Exercise text:
_ _ _ _ _
A As you sit in your home or office and look at the rain running relentlessly down the window pane, you will almost certainly be thinking, “This is more like February, when will summer arrive?” This summer seems to have been colder and wetter than ever. So here is some good news. The Meteorological Office computer has analysed weather patterns over the last 100 years and suggests that the weather will get both drier and warmer – but in fifty year’s time.
B Regardless of the effects of global warming it seems as though we can expect the average temperature in the UK to increase by 1.5°C. In parts of the UK we can also expect rainfall to decrease. Probably this will be most apparent in the south and east of Britain where rainfall is already the lowest in the UK. It looks as though parts of the UK may be prone to drought by the middle of the next century. This has already been noticed in the English wine making industry. John Gore Bullingham, who makes the award winning Carter Castle sparkling wine, has noticed that his grapes ripen two or three weeks earlier than they did when he started the vineyard in 1955.
C All of this seems hard to believe. At present we are in the middle of a cold, grey and distinctly sodden July. It seems as though summer will never arrive. How does this observation fit with Met Office predictions of a warmer, drier Britain? The Met Office’s chief weather forecaster Claire Miles explains, “At present the weather over the whole of North America, the North Atlantic and Europe has become temporarily blocked. Those areas which have good weather, such as Southern Europe and the Balkans, can expect to keep it and develop heat waves. Those areas which have bad weather, such as the UK and Northern France, will keep the rain and unseasonable cold.”
D We seem to have kept it for some time already. In the last two weeks of June and first two weeks of July the UK has had an average daily temperature of 12.9oC. Although it is hard to believe, this is only 1.7°C lower than normal for the time of year. But what makes it seem so cold is that in the same period there has been only three hours of sunshine a day; less than half the average for the period. This, combined with northerly winds, makes it seem much colder. It may get a little warmer towards the end of the month but not much.
E Blocked weather does not have to be bad for the UK. The glorious summer of 1976 was caused by the same phenomenon. In that case the weather patterns came to a standstill with hot rather than cold weather over the UK. Even now, parts of Europe are suffering their highest temperatures for a generation. In Athens last week the temperature rose to 48.5oC, a temperature record for Europe. The settled and warm weather which would normally come to Britain on prevailing westerly winds is now stuck over the North Atlantic, sandwiched between unusually cold and wet weather in Northern Europe and the East coast of North America.
F “Basically,” says Miss Miles, “you’ve got low pressure centred on the UK and the eastern US and two huge high pressure areas centred on the Atlantic and the Balkans. Normally high altitude winds would blow west to east and bring the weather with them. They form waves so in somewhere like the UK we usually get alternate high and low pressure systems passing over us. These bring, successively, warm and sunny, then colder and wetter weather and there is a pretty fixed boundary between the two. But this year the waves have been more pronounced. The waves become so big they turn into cells with the winds within them going round in circles. The normal west to east winds stop and the weather remains static for some time. It could stay like this for the whole summer.”
_ _ _ _ _
[Natural language descriptions of regions]
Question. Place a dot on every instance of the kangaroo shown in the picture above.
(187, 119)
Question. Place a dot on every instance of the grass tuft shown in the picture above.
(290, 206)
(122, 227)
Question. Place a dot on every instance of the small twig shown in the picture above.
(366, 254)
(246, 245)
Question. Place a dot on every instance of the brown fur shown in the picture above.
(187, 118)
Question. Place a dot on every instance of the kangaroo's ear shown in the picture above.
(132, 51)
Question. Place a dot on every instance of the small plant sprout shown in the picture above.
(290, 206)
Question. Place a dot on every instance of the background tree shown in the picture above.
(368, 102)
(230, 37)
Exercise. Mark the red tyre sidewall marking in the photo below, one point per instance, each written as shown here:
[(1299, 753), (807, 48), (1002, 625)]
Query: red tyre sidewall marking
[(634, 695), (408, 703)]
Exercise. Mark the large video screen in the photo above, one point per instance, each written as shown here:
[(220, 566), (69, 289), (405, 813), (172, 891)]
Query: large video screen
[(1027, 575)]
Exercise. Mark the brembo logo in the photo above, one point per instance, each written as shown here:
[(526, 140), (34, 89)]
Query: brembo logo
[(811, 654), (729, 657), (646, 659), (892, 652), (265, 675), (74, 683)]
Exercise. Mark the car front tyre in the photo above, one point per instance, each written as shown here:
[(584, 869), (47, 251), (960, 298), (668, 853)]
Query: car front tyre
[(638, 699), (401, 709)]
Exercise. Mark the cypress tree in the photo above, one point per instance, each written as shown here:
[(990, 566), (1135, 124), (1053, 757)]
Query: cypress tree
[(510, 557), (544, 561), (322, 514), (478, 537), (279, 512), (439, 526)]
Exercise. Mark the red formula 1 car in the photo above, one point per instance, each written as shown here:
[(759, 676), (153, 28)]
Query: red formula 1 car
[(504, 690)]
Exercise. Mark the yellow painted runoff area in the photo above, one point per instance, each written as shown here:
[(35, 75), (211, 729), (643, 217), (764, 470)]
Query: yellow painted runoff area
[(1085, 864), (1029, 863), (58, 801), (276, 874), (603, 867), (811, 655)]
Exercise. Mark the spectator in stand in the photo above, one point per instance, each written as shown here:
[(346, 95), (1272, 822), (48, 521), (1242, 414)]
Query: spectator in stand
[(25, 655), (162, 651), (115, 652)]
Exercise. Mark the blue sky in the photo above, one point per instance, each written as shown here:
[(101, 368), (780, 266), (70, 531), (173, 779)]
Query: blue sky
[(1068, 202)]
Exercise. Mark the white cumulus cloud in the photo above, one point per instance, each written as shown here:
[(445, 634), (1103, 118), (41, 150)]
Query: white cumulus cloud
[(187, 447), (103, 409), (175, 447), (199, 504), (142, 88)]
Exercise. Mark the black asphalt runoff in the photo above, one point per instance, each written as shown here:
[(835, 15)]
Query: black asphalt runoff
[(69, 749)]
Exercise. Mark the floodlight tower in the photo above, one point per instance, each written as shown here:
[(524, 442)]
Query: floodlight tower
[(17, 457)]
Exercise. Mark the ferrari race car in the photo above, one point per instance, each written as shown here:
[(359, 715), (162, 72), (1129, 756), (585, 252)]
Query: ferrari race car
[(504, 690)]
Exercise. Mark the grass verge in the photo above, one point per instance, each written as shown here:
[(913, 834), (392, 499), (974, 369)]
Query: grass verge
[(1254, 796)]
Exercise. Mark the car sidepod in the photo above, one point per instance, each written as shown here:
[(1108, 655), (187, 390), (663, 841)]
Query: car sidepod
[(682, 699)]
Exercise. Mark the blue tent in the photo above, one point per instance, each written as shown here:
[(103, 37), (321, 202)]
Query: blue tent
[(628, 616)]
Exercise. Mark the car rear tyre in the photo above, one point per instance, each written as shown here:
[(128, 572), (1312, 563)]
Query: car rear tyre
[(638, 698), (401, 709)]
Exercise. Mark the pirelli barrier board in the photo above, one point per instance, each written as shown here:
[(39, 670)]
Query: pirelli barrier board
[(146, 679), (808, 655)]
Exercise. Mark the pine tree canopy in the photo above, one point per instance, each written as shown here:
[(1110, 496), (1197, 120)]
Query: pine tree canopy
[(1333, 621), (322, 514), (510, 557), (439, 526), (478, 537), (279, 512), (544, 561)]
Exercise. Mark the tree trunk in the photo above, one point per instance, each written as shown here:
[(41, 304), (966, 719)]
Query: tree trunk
_ _ _ _ _
Translate this sentence from the article about the UK summer weather into Spanish: "Blocked weather does not have to be bad for the UK."

El tiempo bloqueado no tiene por qué ser malo para el Reino Unido.